## Job:
Copy everything in the data below, from the start down to the line containing "point(264, 124)", with the requests included. Scale only the point coordinates in the answers by 2.3, rounding each to a whole number with halves rounded up, and leave the requests and their format samples unchanged.

====== Record set ======

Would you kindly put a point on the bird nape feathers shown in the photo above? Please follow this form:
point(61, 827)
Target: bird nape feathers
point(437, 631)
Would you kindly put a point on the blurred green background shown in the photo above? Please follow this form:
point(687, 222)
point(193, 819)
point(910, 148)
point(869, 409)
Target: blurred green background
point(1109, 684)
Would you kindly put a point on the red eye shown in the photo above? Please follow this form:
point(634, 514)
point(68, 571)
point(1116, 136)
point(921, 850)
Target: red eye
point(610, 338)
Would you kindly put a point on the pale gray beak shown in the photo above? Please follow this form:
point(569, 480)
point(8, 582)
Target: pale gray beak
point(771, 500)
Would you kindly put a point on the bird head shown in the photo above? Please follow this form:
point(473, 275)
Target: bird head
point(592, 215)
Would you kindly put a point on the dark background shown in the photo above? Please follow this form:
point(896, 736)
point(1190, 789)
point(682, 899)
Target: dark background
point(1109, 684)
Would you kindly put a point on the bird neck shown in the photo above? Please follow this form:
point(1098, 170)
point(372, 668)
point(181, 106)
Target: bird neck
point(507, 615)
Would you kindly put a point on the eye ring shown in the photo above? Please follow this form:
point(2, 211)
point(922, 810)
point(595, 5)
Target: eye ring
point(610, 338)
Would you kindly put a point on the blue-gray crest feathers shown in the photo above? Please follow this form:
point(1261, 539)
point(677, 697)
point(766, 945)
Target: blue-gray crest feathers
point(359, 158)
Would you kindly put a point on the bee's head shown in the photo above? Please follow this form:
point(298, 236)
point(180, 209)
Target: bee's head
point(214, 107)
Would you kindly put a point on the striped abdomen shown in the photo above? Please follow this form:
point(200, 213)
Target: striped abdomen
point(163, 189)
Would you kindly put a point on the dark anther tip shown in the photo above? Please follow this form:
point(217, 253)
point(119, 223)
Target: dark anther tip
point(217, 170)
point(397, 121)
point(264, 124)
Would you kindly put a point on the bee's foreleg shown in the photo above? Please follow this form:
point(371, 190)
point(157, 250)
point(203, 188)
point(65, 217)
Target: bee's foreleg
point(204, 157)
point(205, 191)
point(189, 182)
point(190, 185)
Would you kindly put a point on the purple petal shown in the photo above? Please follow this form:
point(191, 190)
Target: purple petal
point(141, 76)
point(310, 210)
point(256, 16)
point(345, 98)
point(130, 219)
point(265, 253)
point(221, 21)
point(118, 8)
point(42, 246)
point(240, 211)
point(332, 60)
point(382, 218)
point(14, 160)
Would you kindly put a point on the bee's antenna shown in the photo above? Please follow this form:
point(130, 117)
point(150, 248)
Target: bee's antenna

======

## Task solution:
Would you kindly put a point on the bird nape feathers shown in the photo above? Please follow this form:
point(61, 827)
Target: bird nape feathers
point(1005, 1451)
Would you kindly put a point on the blurred green background shown in the photo above? Please follow this form:
point(687, 222)
point(193, 819)
point(910, 148)
point(869, 409)
Target: blurred green background
point(2551, 1573)
Would you kindly put a point on the red eye shown in the photo above? Please follow this form:
point(634, 514)
point(68, 571)
point(1116, 136)
point(921, 850)
Target: red eye
point(1403, 777)
Would you kindly put a point on the pale gray beak shown in the photo above? Please follow this form:
point(569, 480)
point(8, 582)
Target: pale gray beak
point(1773, 1150)
Would you kindly put a point on the bird head shown in the photo above? Please follow this form:
point(473, 275)
Target: bird head
point(1362, 495)
Would you kindly put a point on the dark background shown in the photo above? Please follow this form:
point(896, 736)
point(1190, 789)
point(682, 899)
Target: dark background
point(2551, 1573)
Would you kindly put a point on the bird neck shown in the photo above? Please follow this form:
point(1098, 170)
point(372, 668)
point(181, 106)
Target: bird neck
point(1166, 1415)
Would you kindly put a point on the eye ring shown in the photo above? Please follow this form:
point(2, 211)
point(922, 810)
point(595, 5)
Target: eye ring
point(1403, 777)
Would you kindly put a point on the blue-gray crest feathers shown in the photo above? Please follow this form:
point(1261, 539)
point(677, 697)
point(766, 945)
Target: blue-gray crest feathers
point(826, 363)
Would you kindly put a point on the bee's head shown in the photo above? Please follow this form:
point(298, 236)
point(180, 209)
Target: bee's head
point(492, 246)
Would you kindly put a point on the striped abdomen shown in the photo above? Please follow this form:
point(200, 213)
Target: striped abdomen
point(375, 435)
Would you kindly put a point on the dark anther tip shown in the photo above? Please follow this form:
point(217, 253)
point(119, 223)
Target: dark anther tip
point(499, 391)
point(913, 278)
point(607, 285)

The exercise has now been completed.